§ **Task to carry out**
Collect every line below that contains the string "subject", matching case exactly.
________________________________________
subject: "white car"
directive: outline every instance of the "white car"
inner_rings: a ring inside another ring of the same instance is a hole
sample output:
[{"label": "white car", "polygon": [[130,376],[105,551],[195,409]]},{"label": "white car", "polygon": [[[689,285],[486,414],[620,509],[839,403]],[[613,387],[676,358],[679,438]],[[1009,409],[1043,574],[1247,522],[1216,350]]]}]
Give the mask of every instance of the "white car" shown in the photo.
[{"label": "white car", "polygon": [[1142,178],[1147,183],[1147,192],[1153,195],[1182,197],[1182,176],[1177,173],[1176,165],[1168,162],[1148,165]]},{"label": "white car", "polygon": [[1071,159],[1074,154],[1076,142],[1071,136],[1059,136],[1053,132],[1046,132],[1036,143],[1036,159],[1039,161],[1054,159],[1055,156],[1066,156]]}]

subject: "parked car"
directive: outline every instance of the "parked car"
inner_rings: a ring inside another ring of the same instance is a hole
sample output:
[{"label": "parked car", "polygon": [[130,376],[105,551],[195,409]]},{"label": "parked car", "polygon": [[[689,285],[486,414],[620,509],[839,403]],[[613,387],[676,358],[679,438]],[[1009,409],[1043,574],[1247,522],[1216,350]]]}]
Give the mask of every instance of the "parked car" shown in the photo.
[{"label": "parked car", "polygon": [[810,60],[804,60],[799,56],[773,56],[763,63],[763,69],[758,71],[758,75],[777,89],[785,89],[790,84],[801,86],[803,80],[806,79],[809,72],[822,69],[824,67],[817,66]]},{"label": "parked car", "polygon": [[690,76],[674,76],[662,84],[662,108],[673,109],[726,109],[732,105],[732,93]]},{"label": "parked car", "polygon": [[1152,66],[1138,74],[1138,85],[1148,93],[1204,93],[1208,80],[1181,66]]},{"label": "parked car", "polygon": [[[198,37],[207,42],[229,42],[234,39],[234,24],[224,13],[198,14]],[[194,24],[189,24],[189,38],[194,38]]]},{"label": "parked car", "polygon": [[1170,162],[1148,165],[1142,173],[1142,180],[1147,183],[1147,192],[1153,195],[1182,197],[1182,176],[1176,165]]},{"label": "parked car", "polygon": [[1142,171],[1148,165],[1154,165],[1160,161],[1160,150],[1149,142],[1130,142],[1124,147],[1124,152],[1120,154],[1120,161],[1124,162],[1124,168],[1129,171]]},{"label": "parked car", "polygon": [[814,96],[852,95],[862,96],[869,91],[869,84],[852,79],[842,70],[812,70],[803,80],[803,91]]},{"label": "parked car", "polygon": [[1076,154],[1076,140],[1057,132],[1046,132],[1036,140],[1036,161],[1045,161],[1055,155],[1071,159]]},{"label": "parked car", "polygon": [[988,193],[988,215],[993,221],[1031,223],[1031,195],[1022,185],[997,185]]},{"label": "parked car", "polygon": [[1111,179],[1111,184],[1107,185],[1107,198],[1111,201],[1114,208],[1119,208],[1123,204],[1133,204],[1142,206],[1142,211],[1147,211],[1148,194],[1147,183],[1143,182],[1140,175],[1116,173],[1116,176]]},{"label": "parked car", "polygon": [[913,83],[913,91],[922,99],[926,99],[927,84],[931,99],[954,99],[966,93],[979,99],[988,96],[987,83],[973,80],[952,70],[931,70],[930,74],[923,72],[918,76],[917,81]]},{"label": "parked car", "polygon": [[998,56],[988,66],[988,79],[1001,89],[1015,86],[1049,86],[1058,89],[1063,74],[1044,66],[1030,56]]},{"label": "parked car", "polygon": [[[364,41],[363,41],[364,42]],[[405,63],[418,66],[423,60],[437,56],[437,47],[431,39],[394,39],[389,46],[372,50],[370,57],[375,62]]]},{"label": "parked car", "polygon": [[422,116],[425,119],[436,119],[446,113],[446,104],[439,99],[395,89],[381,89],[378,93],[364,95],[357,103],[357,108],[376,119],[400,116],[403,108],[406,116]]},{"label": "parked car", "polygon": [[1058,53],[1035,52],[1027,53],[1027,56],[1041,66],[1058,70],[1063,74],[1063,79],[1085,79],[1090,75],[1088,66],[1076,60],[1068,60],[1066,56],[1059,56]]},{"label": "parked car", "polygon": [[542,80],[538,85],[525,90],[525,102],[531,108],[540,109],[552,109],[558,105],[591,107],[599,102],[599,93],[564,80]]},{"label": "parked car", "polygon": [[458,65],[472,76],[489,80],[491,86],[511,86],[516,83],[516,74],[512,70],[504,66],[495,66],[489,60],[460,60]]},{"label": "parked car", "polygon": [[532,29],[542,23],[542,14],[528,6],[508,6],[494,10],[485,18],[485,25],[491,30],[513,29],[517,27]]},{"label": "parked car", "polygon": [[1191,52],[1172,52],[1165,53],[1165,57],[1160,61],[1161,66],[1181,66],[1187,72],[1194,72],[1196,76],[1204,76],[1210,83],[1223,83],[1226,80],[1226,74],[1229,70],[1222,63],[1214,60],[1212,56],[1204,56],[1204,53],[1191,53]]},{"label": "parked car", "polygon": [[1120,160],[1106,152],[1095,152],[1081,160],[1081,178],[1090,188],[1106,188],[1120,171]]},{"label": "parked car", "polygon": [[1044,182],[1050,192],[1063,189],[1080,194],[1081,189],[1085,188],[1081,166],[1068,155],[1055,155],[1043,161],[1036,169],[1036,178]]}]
________________________________________
§ **Written reply**
subject: "white car"
subject: "parked car"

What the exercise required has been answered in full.